* **RECORDS SUPPLIED**:
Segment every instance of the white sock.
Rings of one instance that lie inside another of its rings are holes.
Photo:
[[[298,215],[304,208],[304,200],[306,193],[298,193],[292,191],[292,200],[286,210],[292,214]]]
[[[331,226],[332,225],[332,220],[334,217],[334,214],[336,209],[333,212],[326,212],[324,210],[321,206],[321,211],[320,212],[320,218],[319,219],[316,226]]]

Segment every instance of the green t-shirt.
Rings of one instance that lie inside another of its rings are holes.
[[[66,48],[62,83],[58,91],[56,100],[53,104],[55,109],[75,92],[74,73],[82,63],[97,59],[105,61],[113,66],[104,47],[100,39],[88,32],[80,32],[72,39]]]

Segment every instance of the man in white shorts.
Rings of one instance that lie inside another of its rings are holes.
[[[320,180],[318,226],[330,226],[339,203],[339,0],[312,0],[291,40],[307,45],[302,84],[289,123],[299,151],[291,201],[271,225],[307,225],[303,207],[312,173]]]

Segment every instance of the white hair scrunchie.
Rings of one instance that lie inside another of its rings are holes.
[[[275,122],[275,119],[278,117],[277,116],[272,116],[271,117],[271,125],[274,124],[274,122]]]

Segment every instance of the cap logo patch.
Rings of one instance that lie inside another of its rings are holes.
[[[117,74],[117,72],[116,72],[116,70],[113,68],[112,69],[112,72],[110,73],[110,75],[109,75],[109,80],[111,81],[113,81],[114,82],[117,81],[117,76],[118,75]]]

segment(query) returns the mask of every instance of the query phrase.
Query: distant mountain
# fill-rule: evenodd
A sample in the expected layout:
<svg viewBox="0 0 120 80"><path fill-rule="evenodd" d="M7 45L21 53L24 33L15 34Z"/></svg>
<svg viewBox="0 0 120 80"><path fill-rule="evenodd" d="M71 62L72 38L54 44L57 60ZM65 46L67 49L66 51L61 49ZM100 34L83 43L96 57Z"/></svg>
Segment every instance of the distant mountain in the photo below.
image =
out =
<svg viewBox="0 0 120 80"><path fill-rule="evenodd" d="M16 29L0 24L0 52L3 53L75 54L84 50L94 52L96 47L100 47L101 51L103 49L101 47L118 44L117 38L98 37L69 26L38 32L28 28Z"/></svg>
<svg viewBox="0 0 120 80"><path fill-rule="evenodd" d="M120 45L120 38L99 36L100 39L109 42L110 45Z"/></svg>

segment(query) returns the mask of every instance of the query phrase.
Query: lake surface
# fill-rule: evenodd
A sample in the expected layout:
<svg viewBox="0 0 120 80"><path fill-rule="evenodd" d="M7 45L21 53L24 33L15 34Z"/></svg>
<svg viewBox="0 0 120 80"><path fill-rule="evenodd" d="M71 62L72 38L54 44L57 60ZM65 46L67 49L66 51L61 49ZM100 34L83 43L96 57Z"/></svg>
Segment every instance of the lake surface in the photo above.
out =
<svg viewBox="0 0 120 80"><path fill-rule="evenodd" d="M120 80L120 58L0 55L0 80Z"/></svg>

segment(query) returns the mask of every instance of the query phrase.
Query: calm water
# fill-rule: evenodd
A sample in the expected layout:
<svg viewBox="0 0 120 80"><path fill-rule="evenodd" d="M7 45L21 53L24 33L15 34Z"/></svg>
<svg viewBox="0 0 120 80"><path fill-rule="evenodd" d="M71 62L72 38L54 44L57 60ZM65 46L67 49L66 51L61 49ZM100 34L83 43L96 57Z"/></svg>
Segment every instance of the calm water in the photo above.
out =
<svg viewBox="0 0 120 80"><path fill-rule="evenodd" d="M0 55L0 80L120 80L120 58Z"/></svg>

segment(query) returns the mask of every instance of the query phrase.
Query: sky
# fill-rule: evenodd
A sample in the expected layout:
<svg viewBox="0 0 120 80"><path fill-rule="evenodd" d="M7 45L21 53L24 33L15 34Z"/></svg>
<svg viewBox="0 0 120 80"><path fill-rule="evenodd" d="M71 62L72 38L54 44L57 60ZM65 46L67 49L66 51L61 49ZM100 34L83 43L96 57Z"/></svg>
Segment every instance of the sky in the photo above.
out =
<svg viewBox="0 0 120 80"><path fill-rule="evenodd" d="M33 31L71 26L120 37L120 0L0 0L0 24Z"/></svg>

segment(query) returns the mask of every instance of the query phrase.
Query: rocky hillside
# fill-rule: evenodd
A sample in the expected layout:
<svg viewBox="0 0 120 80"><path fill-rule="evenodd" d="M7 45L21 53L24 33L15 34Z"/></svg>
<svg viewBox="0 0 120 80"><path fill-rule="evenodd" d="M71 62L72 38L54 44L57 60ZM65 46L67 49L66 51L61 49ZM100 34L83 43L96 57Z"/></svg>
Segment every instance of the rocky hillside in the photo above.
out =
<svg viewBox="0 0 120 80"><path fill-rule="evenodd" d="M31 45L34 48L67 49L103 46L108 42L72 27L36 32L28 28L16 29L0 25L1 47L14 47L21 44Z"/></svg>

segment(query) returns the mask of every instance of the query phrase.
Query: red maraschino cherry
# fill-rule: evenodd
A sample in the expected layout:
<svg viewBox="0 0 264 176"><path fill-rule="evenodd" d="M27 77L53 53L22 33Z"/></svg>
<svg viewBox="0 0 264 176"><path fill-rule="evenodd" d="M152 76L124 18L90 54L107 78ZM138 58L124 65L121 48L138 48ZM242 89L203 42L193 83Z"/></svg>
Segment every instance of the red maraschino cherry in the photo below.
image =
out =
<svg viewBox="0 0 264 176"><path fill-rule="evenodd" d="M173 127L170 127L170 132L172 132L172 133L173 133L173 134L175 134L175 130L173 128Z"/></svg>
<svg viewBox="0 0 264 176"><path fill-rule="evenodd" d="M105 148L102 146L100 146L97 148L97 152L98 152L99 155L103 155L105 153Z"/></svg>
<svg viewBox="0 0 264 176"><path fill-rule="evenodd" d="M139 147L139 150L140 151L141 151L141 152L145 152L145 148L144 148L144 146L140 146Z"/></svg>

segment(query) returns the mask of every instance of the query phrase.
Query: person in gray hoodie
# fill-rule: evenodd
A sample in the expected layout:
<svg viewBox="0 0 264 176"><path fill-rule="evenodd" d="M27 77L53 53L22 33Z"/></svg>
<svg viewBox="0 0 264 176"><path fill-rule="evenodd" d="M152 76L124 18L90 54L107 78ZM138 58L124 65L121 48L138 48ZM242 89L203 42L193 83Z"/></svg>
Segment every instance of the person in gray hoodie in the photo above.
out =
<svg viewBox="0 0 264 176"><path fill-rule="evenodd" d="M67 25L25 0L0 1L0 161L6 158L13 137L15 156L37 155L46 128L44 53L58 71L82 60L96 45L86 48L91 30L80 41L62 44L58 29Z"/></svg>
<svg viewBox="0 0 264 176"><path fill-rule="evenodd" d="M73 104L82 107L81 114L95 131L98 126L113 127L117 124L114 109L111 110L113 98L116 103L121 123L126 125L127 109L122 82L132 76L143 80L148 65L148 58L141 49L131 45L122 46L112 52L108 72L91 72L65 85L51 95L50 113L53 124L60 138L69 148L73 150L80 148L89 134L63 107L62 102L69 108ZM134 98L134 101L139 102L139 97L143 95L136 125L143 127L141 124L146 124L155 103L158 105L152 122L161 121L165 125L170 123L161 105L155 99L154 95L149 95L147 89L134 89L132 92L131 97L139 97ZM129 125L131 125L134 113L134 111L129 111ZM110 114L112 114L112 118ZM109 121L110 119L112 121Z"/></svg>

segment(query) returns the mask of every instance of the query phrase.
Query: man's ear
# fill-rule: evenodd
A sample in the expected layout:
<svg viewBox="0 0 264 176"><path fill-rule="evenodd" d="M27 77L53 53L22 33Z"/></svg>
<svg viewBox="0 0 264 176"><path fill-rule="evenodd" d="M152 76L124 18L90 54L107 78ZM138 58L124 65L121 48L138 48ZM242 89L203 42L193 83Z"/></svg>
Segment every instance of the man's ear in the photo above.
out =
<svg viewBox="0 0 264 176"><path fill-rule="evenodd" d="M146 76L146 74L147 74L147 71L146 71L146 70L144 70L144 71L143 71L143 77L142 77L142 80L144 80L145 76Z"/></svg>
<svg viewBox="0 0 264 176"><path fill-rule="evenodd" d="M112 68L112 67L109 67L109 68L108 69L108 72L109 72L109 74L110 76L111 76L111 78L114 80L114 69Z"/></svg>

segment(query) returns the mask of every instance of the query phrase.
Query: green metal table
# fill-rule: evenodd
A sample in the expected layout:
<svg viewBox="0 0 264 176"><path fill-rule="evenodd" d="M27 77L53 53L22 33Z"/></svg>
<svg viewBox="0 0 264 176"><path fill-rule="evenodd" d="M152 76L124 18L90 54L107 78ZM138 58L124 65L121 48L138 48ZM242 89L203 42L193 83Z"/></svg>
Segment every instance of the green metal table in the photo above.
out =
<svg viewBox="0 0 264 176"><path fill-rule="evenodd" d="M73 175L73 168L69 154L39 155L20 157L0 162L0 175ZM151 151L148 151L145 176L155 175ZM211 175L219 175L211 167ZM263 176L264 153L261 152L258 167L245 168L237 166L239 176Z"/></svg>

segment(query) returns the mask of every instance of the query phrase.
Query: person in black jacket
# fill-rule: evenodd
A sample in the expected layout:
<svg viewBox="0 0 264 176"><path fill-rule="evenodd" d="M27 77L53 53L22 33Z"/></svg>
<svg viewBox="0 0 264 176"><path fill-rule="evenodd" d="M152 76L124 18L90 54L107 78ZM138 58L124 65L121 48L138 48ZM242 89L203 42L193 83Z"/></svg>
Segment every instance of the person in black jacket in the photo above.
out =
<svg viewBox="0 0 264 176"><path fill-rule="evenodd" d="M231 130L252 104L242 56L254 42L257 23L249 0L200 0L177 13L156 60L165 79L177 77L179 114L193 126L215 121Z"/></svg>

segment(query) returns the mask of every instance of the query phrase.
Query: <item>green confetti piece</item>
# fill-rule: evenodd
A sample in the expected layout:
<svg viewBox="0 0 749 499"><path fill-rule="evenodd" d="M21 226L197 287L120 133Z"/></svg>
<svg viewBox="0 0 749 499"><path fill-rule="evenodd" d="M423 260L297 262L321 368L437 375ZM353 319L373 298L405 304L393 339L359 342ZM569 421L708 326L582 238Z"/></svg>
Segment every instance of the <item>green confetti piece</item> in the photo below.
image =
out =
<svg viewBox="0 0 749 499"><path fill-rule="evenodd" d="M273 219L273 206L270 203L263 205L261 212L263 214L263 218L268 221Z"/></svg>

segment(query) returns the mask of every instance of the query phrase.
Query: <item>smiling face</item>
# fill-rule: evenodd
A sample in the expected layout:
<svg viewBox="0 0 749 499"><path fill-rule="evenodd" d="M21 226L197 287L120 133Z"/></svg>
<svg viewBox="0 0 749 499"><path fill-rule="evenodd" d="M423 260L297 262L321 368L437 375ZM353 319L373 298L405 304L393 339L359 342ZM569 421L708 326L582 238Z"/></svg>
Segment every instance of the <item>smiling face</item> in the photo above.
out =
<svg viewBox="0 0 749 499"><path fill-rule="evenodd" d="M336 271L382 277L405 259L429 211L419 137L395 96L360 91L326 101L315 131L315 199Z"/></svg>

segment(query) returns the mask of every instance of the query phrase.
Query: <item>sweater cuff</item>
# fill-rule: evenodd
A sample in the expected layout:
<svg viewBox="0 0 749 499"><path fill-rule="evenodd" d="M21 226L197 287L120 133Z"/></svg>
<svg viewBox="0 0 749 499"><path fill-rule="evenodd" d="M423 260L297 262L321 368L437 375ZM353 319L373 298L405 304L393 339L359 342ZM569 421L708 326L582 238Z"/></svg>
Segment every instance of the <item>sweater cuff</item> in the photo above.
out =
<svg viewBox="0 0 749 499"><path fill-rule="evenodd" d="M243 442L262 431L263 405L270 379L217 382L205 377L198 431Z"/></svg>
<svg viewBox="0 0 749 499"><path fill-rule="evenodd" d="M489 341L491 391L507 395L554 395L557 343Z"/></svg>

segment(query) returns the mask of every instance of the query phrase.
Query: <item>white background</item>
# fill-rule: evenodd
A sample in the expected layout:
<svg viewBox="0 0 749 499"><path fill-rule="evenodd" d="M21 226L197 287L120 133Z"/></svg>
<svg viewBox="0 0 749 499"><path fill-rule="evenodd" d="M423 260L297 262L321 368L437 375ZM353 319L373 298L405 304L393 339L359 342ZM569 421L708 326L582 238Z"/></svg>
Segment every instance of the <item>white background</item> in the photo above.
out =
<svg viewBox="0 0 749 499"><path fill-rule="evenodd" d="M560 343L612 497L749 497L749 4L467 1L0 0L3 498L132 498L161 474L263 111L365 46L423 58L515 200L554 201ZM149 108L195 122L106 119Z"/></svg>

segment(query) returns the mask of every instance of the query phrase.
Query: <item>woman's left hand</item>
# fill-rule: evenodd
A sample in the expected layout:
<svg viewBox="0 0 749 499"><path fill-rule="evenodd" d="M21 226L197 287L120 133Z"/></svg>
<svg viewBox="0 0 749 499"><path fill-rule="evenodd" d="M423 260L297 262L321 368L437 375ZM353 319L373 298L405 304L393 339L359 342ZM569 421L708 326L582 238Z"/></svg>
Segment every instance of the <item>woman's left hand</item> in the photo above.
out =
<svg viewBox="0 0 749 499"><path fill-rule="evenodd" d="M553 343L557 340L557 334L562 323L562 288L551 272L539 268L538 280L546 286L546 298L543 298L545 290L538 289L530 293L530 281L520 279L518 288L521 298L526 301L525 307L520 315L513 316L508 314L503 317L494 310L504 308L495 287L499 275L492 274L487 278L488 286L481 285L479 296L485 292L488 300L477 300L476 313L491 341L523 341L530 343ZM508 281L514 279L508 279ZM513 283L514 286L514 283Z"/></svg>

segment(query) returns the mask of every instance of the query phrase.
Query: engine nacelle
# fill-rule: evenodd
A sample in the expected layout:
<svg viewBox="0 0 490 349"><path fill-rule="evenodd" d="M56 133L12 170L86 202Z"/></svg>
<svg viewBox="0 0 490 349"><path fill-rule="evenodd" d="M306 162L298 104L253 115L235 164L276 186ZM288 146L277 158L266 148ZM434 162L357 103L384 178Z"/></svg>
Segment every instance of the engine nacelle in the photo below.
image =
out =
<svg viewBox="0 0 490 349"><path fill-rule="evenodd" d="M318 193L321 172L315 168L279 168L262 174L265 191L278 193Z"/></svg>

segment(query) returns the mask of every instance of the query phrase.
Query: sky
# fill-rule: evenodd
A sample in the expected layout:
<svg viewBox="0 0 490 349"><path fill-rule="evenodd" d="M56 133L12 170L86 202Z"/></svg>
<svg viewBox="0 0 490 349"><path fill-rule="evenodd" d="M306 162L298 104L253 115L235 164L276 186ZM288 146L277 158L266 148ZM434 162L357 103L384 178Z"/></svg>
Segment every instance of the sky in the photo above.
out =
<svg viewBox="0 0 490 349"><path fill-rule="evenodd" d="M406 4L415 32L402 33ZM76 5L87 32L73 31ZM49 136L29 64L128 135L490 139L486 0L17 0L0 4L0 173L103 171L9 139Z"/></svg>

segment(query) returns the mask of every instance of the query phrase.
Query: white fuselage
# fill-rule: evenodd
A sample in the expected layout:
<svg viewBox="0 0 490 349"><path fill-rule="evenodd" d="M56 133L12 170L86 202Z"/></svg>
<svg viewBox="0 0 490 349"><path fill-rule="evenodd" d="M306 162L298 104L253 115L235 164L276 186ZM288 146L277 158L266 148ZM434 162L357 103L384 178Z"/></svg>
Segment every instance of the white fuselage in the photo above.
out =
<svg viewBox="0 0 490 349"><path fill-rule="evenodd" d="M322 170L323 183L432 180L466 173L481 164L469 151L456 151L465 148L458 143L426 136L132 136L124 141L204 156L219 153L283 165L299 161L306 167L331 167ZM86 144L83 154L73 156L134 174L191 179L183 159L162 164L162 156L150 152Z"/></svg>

* **GIVEN EXERCISE**: Can you reproduce, character for character, the lines of the entries above, from the line containing "Segment every instance of the white hair" through the line containing "80L120 58L0 55L0", with both of those lines included?

* **RESPONSE TO THE EXERCISE**:
Segment every instance of the white hair scrunchie.
Rings of one instance that lie inside another of its rings are holes.
[[[275,122],[275,119],[278,117],[277,116],[272,116],[271,117],[271,125],[274,124],[274,122]]]

Segment every instance of the cap logo patch.
Rings of one instance that lie inside another of its rings are holes.
[[[117,74],[117,72],[116,72],[116,70],[113,68],[112,69],[112,72],[110,73],[110,75],[109,75],[109,80],[111,81],[113,81],[114,82],[117,81],[117,76],[118,75]]]

segment(query) returns the mask of every instance of the query phrase.
Query: distant mountain
# fill-rule: evenodd
A sample in the expected layout:
<svg viewBox="0 0 120 80"><path fill-rule="evenodd" d="M7 45L21 53L24 33L15 34Z"/></svg>
<svg viewBox="0 0 120 80"><path fill-rule="evenodd" d="M71 62L72 38L54 44L57 60ZM65 46L67 49L66 51L61 49ZM100 34L83 43L96 57Z"/></svg>
Segment every instance of the distant mountain in the photo below.
image =
out =
<svg viewBox="0 0 120 80"><path fill-rule="evenodd" d="M16 29L0 24L0 52L3 53L75 54L84 50L94 52L96 47L100 47L101 51L103 49L101 47L118 44L117 38L98 37L69 26L38 32L28 28Z"/></svg>
<svg viewBox="0 0 120 80"><path fill-rule="evenodd" d="M120 45L120 38L99 36L100 39L109 42L110 45Z"/></svg>

segment(query) returns the mask of every instance of the query phrase.
Query: lake surface
# fill-rule: evenodd
A sample in the expected layout:
<svg viewBox="0 0 120 80"><path fill-rule="evenodd" d="M7 45L21 53L24 33L15 34Z"/></svg>
<svg viewBox="0 0 120 80"><path fill-rule="evenodd" d="M71 62L72 38L54 44L57 60ZM65 46L67 49L66 51L61 49ZM100 34L83 43L96 57Z"/></svg>
Segment every instance of the lake surface in the photo above.
out =
<svg viewBox="0 0 120 80"><path fill-rule="evenodd" d="M120 80L120 58L0 55L0 80Z"/></svg>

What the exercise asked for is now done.